Coordinate labeling data -
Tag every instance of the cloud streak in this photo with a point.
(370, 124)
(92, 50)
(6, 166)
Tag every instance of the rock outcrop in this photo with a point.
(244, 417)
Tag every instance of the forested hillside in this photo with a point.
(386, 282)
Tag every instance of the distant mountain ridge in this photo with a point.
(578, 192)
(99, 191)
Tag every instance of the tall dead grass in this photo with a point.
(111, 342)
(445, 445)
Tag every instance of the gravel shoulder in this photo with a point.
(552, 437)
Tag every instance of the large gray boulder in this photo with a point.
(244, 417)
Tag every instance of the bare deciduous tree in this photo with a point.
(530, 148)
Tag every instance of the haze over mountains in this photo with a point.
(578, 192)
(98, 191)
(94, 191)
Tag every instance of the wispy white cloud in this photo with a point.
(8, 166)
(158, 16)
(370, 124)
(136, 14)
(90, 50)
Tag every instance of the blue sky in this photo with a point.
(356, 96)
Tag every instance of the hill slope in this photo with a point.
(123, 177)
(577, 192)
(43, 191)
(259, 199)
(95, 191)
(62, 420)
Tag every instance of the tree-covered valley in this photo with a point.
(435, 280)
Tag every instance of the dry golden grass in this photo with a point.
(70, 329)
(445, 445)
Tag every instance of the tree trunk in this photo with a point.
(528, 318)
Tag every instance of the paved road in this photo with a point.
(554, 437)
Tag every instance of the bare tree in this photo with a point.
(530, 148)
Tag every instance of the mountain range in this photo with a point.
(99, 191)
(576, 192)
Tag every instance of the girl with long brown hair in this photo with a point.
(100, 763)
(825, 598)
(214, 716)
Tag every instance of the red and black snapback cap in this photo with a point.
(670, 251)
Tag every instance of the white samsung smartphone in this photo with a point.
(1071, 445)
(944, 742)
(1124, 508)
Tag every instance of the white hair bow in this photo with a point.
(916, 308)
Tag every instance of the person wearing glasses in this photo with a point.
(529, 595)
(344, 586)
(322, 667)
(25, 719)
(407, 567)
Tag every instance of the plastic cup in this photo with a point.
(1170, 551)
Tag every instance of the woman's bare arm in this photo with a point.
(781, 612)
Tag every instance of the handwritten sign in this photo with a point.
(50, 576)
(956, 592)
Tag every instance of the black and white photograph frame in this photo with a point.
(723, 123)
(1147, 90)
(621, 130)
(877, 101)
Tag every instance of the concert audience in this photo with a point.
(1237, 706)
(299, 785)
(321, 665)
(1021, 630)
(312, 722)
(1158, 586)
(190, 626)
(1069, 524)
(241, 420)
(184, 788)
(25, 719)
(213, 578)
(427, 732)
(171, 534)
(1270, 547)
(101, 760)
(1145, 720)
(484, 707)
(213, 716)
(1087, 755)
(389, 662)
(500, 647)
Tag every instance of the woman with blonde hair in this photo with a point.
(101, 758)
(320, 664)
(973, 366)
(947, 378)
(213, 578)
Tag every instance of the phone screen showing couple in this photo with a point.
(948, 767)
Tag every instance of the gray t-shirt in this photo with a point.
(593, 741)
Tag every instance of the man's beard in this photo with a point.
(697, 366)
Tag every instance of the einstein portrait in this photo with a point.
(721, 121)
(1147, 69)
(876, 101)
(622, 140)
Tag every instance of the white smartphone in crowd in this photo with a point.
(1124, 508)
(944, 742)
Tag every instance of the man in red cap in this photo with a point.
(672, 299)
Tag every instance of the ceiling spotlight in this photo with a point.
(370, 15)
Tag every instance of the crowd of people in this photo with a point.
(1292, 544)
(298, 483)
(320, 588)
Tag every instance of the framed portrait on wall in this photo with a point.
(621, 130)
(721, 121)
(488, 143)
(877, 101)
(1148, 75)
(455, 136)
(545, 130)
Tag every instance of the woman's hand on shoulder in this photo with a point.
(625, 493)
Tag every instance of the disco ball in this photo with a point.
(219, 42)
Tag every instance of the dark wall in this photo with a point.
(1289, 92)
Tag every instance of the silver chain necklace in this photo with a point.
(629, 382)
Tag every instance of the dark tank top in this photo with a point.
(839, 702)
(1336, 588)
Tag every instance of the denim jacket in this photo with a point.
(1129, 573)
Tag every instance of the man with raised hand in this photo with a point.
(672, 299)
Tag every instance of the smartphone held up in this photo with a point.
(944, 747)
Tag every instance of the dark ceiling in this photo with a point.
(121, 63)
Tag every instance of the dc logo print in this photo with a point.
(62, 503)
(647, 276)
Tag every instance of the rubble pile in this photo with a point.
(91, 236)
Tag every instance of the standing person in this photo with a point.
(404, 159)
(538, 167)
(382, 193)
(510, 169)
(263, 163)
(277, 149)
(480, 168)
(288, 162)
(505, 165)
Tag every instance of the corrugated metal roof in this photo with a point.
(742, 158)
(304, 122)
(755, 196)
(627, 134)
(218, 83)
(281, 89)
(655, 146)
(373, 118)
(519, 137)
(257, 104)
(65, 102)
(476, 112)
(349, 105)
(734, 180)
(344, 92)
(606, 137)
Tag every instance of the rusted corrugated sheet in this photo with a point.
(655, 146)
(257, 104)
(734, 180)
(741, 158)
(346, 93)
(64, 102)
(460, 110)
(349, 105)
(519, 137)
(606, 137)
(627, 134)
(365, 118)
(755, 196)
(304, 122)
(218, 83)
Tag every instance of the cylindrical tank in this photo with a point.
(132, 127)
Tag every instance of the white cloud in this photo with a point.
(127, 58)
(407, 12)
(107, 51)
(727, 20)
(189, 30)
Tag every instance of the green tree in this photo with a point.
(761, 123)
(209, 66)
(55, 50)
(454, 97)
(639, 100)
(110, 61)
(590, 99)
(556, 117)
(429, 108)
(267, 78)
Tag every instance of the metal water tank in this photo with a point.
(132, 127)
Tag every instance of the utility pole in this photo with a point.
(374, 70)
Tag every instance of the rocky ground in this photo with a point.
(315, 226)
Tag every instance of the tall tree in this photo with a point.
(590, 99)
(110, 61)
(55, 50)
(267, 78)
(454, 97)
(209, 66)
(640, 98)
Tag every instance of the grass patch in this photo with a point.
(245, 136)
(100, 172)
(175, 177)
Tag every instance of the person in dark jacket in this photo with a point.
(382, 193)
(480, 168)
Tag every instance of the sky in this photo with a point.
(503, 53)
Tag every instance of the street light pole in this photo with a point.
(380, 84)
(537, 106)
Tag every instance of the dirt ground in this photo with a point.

Short problem - Print the material above once more, exactly.

Expected answer -
Tag every instance of the cloud streak in this photo with a point.
(370, 124)
(92, 50)
(6, 166)
Tag every instance of the rock outcrop in this photo with a point.
(244, 417)
Tag every instance of the forested hillside in this photo with a point.
(386, 282)
Tag every instance of the distant mountain ridge in this photo with a point.
(578, 192)
(99, 191)
Tag every instance of the tall dead grass in this photo with a point.
(111, 342)
(445, 445)
Tag every instance of the gravel shoulder in this photo with a point.
(552, 437)
Tag every instance of the large gray boulder in this photo with a point.
(244, 417)
Tag every instance of the bare deciduous tree in this photo with a point.
(530, 148)
Tag every instance of the haze over mountains in this photo with a point.
(578, 192)
(98, 191)
(94, 191)
Tag every instance of the wispy white cloud in this photo with a point.
(8, 166)
(158, 16)
(370, 124)
(136, 14)
(90, 50)
Tag every instance of the blue sky in this photo with a point.
(356, 96)
Tag every instance of the hill slope in this photo with a point.
(123, 177)
(577, 192)
(43, 191)
(259, 199)
(95, 191)
(62, 420)
Tag every instance of the tree-covered valley in this photo with a point.
(435, 280)
Tag every instance of the dry golden grass in this photo with a point.
(70, 329)
(445, 445)
Tag every instance of the tree trunk in this photo with a point.
(528, 318)
Tag every instance of the paved road in this photo with a point.
(554, 437)
Tag every instance of the bare tree in this photo with a point.
(530, 148)
Tag every instance of the mountain range in this photo with a point.
(99, 191)
(576, 192)
Tag every instance of the girl with long brown hair in this photo with a point.
(100, 763)
(825, 598)
(214, 716)
Tag every instance of the red and black snapback cap in this photo with a point.
(670, 251)
Tag every instance of the white samsung smartphone in this photo with a point.
(1071, 445)
(944, 742)
(1124, 508)
Tag every instance of the white hair bow in this photo with a point.
(916, 308)
Tag every instance of the person wearing glasses in this photo with a point.
(529, 595)
(344, 586)
(322, 667)
(25, 719)
(407, 567)
Tag every instance of the plastic cup in this photo with a point.
(1170, 551)
Tag every instance of the woman's bare arm in this photo with a point.
(781, 612)
Tag every instance of the handwritten sign in this photo with a point.
(50, 576)
(956, 592)
Tag every instance of the black and white photograph frame in this photo with a point.
(723, 123)
(1147, 90)
(621, 130)
(877, 101)
Tag every instance of the concert audience in this photo with a point.
(1237, 706)
(299, 785)
(321, 665)
(1021, 630)
(312, 722)
(1158, 586)
(190, 626)
(1069, 524)
(241, 420)
(184, 788)
(25, 719)
(213, 578)
(427, 732)
(171, 534)
(1270, 547)
(101, 760)
(1145, 720)
(484, 707)
(213, 716)
(1087, 755)
(389, 662)
(500, 647)
Tag every instance of the woman with blonde hair in this photo with a point.
(101, 758)
(320, 664)
(973, 366)
(947, 378)
(213, 578)
Tag every instance of the phone screen showing couple in this photo with a point.
(948, 767)
Tag every instance of the gray t-shirt in this photo with a point.
(593, 741)
Tag every instance of the man's beard in this photo with a point.
(697, 366)
Tag every instance of the einstein portrait in this photo with a point.
(721, 121)
(1147, 69)
(876, 101)
(622, 140)
Tag every instance of the white smartphone in crowd in this photo with a point.
(1124, 508)
(944, 742)
Tag every instance of the man in red cap in this photo with a point.
(672, 299)
Tag every instance of the ceiling spotlight in this photo with a point.
(370, 15)
Tag every instance of the crowd of people in this photo with a point.
(1292, 544)
(298, 483)
(320, 588)
Tag every instance of the framed portrait on wall in this photo with a point.
(621, 130)
(721, 121)
(488, 143)
(877, 101)
(1148, 75)
(455, 136)
(545, 130)
Tag every instance of the woman's hand on shoulder in this photo with a point.
(625, 493)
Tag every instance of the disco ball in this photo with a point.
(219, 42)
Tag every instance of the dark wall in this photo with a point.
(1289, 92)
Tag every instance of the silver chain necklace in this photo with a point.
(629, 382)
Tag every instance of the dark tank top in this photo with a point.
(839, 702)
(1336, 588)
Tag every instance of the denim jacket in this photo with a point.
(1129, 573)
Tag every instance of the man with raised hand in this photo with a point.
(672, 299)
Tag every instance of the smartphone held up in this photo with a point.
(944, 747)
Tag every instance of the dark ceiling in this photo with a point.
(121, 63)
Tag every instance of the dc logo print in this photo with a point.
(62, 503)
(647, 276)
Tag every instance of the rubble pile in this photo with a point.
(91, 236)
Tag every instance of the standing person in this photo with a point.
(404, 159)
(538, 167)
(382, 193)
(510, 169)
(263, 163)
(277, 149)
(480, 168)
(288, 162)
(505, 165)
Tag every instance of the corrugated metal roof in this photo with a point.
(742, 158)
(304, 122)
(755, 196)
(627, 134)
(218, 83)
(281, 89)
(655, 146)
(373, 118)
(519, 137)
(257, 104)
(65, 102)
(476, 112)
(349, 105)
(734, 180)
(344, 92)
(606, 137)
Tag every instance of the rusted corrugated sheet in this photo with a point.
(655, 146)
(257, 104)
(734, 180)
(741, 158)
(346, 93)
(64, 102)
(460, 110)
(349, 105)
(519, 137)
(606, 137)
(627, 134)
(365, 118)
(755, 196)
(304, 122)
(218, 83)
Tag every instance of the cylindrical tank in this photo with a point.
(132, 127)
Tag every instance of the white cloud in this photo with a point.
(127, 58)
(407, 12)
(107, 51)
(727, 20)
(189, 30)
Tag every instance of the green tree in this photo with a point.
(761, 123)
(209, 66)
(55, 50)
(454, 97)
(639, 100)
(110, 61)
(590, 99)
(556, 117)
(429, 108)
(267, 78)
Tag every instance of the metal water tank in this photo with a point.
(132, 127)
Tag every instance of the utility pole in this photo with a point.
(374, 70)
Tag every instance of the rocky ground in this photo with a point.
(315, 226)
Tag every instance of the tall tree in this photo with a point.
(590, 99)
(110, 61)
(55, 50)
(267, 78)
(454, 97)
(209, 66)
(640, 98)
Tag every instance of the grass patch in this photo with a point.
(245, 136)
(100, 172)
(175, 177)
Tag every instance of the person in dark jacket in this photo with a point.
(382, 193)
(480, 168)
Tag every instance of the sky in this photo with a point.
(503, 53)
Tag every instance of the street light pole in this photo with a point.
(380, 84)
(537, 106)
Tag every instance of the dirt ground in this photo with a point.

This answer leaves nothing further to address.